- **Extract provided**

####################

AUS Laboratory

The aim of the AUS Lab I and Aus Lab II is to develop novel methods for complex problems for autonomous driving. The required working hours are 120. The projects are supervised by professors and/or PhD candidates.

At the end, a project report should be written, and a final workshop will be organized in which each participant will present their work in 10 minutes. The grade is given in the last week of the exam’s period.

For complex problems, the laboratory work can be continued as an MSc thesis.

We offer the students several topics, but own ideas can also be implemented.

Topics in the fall semester of 2005

Topics supervised by Tekla Tóth (click on the link)

Ellipse Fitting on RGB camera images

For vehicles, the orientation of the wheels with respect to the car body determines the steering of the car. The goal of the project is to develop robust and rapid ellipse fitting algorithms. If the contour of the wheel is detected, the 3D location and orientation should also be computed. It is a very complex problem, it can be the basis for an MSc thesis.

For ellipse fitting, the key problems are

Contour point detection
Due to occlusions, only part of the contour is visible
- Robust estimation is a requirement
Speed is also a key issue
- GPU-powered implementation is an option

Human Detection and Localization using Ground-based Microphone Array

Project Definition : Objective: Develop a system to detect human intruders in designated private zones using audio-based technologies.

Approach: Detection: Utilize a microphone array or multiple arrays to capture audio signatures specific to human walking patterns. The primary goal is to classify these patterns effectively to distinguish human presence from other sounds in the environment. Localization: Implement triangulation techniques to ascertain the position of the detected human within the private zone. Initially, the system will focus on localizing one object at a time.

####################

(Detection entries)

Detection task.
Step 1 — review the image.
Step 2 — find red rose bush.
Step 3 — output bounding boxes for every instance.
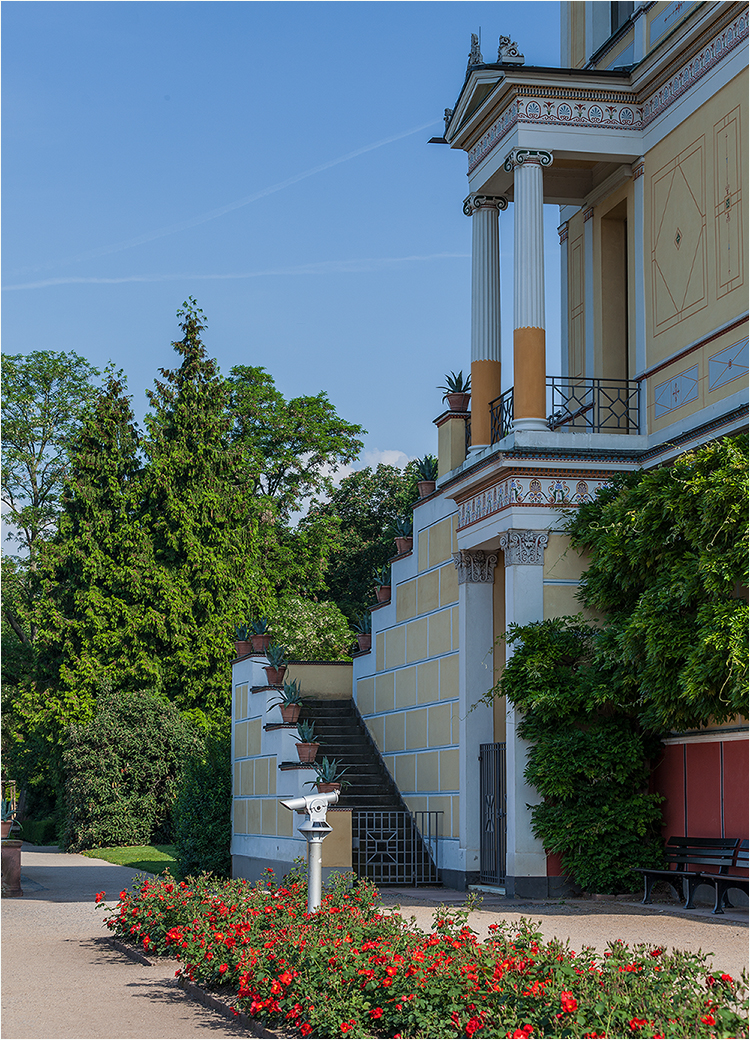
[97,872,748,1040]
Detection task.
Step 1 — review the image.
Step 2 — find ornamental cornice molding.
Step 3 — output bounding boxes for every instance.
[500,530,549,567]
[468,9,748,173]
[454,549,497,584]
[463,194,508,216]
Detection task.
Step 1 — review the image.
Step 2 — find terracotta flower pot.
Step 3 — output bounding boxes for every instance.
[443,393,471,412]
[263,665,286,686]
[279,704,302,725]
[250,632,273,653]
[296,744,320,764]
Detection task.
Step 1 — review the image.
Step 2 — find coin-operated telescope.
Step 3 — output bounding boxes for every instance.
[281,790,338,913]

####################

- **Requirement**
Proceed with the AUS Laboratory project descriptions, starting right after their last sentence.

- **Expected output**
Simulation and Development: Before deploying actual hardware, the system will be simulated using online tools and available datasets. This phase aims to refine the classification and localization algorithms under controlled conditions.

Field Testing: Upon successful simulation, the project will progress to field testing with hardware provided by the university. This phase will test the system’s efficacy in real-world scenarios and gather data to further improve its accuracy and reliability.

Industrial project: gaze estimation for chess players

A unique opportunity: work on an exciting research project in collaboration with one of the world’s most renowned living chess legends.

The task is to analyze videos of chess players streaming on YouTube, where the board with the mouse cursor, the head, the face, and the eyes are visible simultaneously, in order to extract patterns of eye movement. The research aims to determine when the player’s gaze is directed exactly to the point indicated by the mouse, and when it is not.

This requires:

1. synchronized analysis of mouse cursor, head, face, and eye movements,

2. 3D reconstruction of the playing environment and the player, using only the limited information available from raw YouTube videos.

During the research, it is required to cover both classical and deep learning based computer vision and 3D reconstruction methods

Data visualization and simulation software for testing calibration algorithms

The goal of the lab work is to create a data visualization and data simulation software that provides an easy way to test and develop the calibration algorithms of the GCVG research group. The application should be developed in Unity.

Basic Task:

The application should be capable of simulating 2D/3D LiDAR and camera systems, allowing users to set their relative positions in space and intrinsic parameters. In addition to sensor simulation, the program should also be able to place simple target objects commonly used in calibration algorithms, such as planes, chessboards, cylinders, and spheres. The program should provide options for texturing objects and loading more complex meshes. The application should also allow the saving of simulated sensor data.

In addition to simulation, the developed application must be able to simultaneously read and display LiDAR point clouds from various file formats (.PLY, .PCD, .XYZ) and camera images. The program should provide the capability to specify the intrinsic and extrinsic parameters of the sensors and use these to color the LiDAR point cloud based on the images, as well as display the points of the point cloud on the images.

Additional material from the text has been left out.